Supplied records:
——————
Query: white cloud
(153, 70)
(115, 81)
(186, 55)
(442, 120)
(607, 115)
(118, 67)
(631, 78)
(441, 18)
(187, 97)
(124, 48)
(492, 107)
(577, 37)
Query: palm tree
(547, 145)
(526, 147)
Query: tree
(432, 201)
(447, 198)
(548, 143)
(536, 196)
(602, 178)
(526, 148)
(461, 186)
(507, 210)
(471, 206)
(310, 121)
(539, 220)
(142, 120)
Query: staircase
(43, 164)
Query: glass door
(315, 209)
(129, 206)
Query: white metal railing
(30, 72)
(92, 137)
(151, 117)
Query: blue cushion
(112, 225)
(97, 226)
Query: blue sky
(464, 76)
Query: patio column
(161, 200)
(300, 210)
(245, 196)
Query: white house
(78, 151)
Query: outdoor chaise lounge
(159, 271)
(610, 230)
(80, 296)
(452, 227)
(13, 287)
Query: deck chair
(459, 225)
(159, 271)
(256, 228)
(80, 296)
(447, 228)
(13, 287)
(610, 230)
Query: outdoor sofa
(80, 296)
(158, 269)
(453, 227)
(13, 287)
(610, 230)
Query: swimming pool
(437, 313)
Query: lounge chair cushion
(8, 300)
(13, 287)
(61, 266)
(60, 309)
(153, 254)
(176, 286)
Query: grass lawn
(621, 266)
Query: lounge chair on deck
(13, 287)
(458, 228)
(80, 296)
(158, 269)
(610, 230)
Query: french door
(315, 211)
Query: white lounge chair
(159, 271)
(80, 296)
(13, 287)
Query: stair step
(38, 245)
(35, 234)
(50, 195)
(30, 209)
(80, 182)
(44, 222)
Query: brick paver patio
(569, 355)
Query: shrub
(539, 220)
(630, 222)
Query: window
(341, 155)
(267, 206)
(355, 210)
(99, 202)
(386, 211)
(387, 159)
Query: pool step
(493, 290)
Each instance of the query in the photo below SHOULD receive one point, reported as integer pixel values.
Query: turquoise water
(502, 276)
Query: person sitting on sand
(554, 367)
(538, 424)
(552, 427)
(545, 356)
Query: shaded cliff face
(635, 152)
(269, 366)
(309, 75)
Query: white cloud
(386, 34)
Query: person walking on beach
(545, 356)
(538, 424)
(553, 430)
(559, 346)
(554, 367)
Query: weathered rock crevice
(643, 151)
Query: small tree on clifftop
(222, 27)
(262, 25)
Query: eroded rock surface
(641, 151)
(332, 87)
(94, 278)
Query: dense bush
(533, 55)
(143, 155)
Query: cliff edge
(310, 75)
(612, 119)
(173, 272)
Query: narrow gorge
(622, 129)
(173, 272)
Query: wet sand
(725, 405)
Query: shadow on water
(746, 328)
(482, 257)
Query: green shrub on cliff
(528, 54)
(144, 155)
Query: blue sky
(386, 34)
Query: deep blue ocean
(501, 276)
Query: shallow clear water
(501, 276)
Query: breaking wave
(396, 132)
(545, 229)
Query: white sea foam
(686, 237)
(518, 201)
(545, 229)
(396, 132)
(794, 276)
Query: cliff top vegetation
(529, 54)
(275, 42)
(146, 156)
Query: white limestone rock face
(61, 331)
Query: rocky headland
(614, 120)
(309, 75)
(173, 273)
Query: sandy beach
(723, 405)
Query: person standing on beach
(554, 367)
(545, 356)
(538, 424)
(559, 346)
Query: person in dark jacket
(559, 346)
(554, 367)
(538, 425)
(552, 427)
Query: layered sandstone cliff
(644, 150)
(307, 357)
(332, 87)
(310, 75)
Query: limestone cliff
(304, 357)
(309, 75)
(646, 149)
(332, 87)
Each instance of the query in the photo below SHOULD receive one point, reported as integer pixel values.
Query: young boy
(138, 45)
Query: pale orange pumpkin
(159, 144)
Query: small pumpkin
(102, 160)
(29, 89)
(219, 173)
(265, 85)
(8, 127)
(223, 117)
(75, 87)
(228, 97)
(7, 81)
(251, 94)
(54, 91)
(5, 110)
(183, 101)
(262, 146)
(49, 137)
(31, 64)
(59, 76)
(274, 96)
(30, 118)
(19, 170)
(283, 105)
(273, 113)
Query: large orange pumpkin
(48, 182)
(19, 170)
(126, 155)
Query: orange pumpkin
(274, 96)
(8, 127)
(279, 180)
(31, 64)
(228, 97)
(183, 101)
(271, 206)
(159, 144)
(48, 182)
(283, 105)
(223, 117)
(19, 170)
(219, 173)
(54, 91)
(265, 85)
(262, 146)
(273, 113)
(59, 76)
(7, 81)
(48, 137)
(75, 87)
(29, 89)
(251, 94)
——————
What this task involves: Reproduce every line of the items above verbatim, from the first line through the last, without any omission or alteration.

The response:
Query: white cloud
(153, 70)
(115, 81)
(186, 55)
(442, 120)
(607, 115)
(118, 67)
(631, 78)
(441, 18)
(187, 97)
(124, 48)
(492, 107)
(577, 37)
Query: palm tree
(547, 145)
(526, 147)
Query: tree
(432, 201)
(447, 198)
(548, 143)
(536, 196)
(602, 178)
(526, 148)
(461, 186)
(507, 210)
(471, 206)
(310, 121)
(539, 220)
(142, 120)
Query: staircase
(43, 164)
Query: glass door
(315, 209)
(129, 206)
Query: white metal railing
(30, 72)
(92, 137)
(151, 117)
Query: blue cushion
(112, 225)
(97, 226)
Query: blue sky
(464, 76)
Query: patio column
(161, 200)
(300, 210)
(245, 196)
Query: white house
(78, 151)
Query: outdoor chaise lounge
(159, 271)
(610, 230)
(80, 296)
(452, 227)
(13, 287)
Query: deck chair
(459, 225)
(159, 271)
(256, 228)
(80, 296)
(447, 228)
(13, 287)
(610, 230)
Query: outdoor sofa
(80, 296)
(158, 269)
(453, 227)
(13, 287)
(610, 230)
Query: swimming pool
(437, 313)
Query: lounge chair cushion
(8, 300)
(13, 287)
(61, 266)
(60, 309)
(153, 254)
(176, 286)
Query: grass lawn
(621, 266)
Query: lounge chair on deck
(13, 287)
(458, 228)
(80, 296)
(158, 269)
(610, 230)
Query: french door
(315, 211)
Query: white lounge chair
(159, 271)
(80, 296)
(13, 287)
Query: stair step
(38, 245)
(35, 234)
(50, 195)
(30, 209)
(80, 182)
(44, 222)
Query: brick paver patio
(569, 355)
Query: shrub
(539, 220)
(630, 222)
Query: window
(341, 155)
(267, 206)
(355, 210)
(99, 202)
(386, 211)
(387, 159)
Query: pool step
(493, 290)
Each instance of the query in the photo below SHOULD receive one point, reported as integer pixel values.
Query: turquoise water
(502, 276)
Query: person sitting on sand
(554, 367)
(538, 424)
(552, 427)
(545, 356)
Query: shaded cliff face
(635, 152)
(269, 366)
(309, 75)
Query: white cloud
(386, 34)
Query: person walking on beach
(545, 356)
(538, 424)
(553, 430)
(559, 346)
(554, 367)
Query: weathered rock crevice
(643, 151)
Query: small tree on clifftop
(222, 27)
(262, 25)
Query: eroded rock surface
(641, 151)
(332, 87)
(94, 278)
Query: dense bush
(533, 55)
(143, 155)
Query: cliff edge
(310, 75)
(612, 119)
(173, 272)
Query: narrow gorge
(622, 129)
(173, 272)
Query: wet sand
(725, 405)
Query: shadow on water
(746, 328)
(482, 257)
Query: green shrub on cliff
(528, 54)
(144, 155)
Query: blue sky
(386, 34)
Query: deep blue ocean
(501, 276)
Query: shallow clear water
(501, 276)
Query: breaking wave
(396, 132)
(545, 229)
Query: white sea foam
(686, 237)
(518, 201)
(545, 229)
(396, 132)
(794, 276)
Query: cliff top vegetation
(529, 54)
(275, 42)
(146, 156)
Query: white limestone rock face
(61, 331)
Query: rocky headland
(614, 120)
(309, 75)
(173, 273)
Query: sandy beach
(723, 405)
Query: person standing on beach
(554, 367)
(545, 356)
(538, 424)
(559, 346)
Query: person in dark jacket
(559, 346)
(554, 367)
(538, 425)
(552, 427)
Query: layered sandstone cliff
(644, 150)
(307, 357)
(332, 87)
(310, 75)
Query: limestone cliff
(304, 357)
(309, 75)
(646, 149)
(332, 87)
Each instance of the query in the photo below SHOULD receive one point, reported as integer pixel values.
Query: young boy
(138, 45)
Query: pale orange pumpkin
(159, 144)
Query: small pumpkin
(102, 160)
(29, 89)
(219, 173)
(265, 85)
(8, 127)
(223, 117)
(75, 87)
(228, 97)
(7, 81)
(251, 94)
(54, 91)
(5, 110)
(183, 101)
(262, 146)
(49, 137)
(31, 64)
(59, 76)
(274, 96)
(30, 118)
(19, 170)
(283, 105)
(273, 113)
Query: large orange pumpkin
(48, 182)
(19, 170)
(126, 155)
Query: orange pumpkin
(274, 96)
(8, 127)
(279, 180)
(31, 64)
(228, 97)
(183, 101)
(271, 206)
(159, 144)
(48, 182)
(283, 105)
(223, 117)
(19, 170)
(219, 173)
(54, 91)
(265, 85)
(262, 146)
(273, 113)
(59, 76)
(7, 81)
(48, 137)
(75, 87)
(29, 89)
(251, 94)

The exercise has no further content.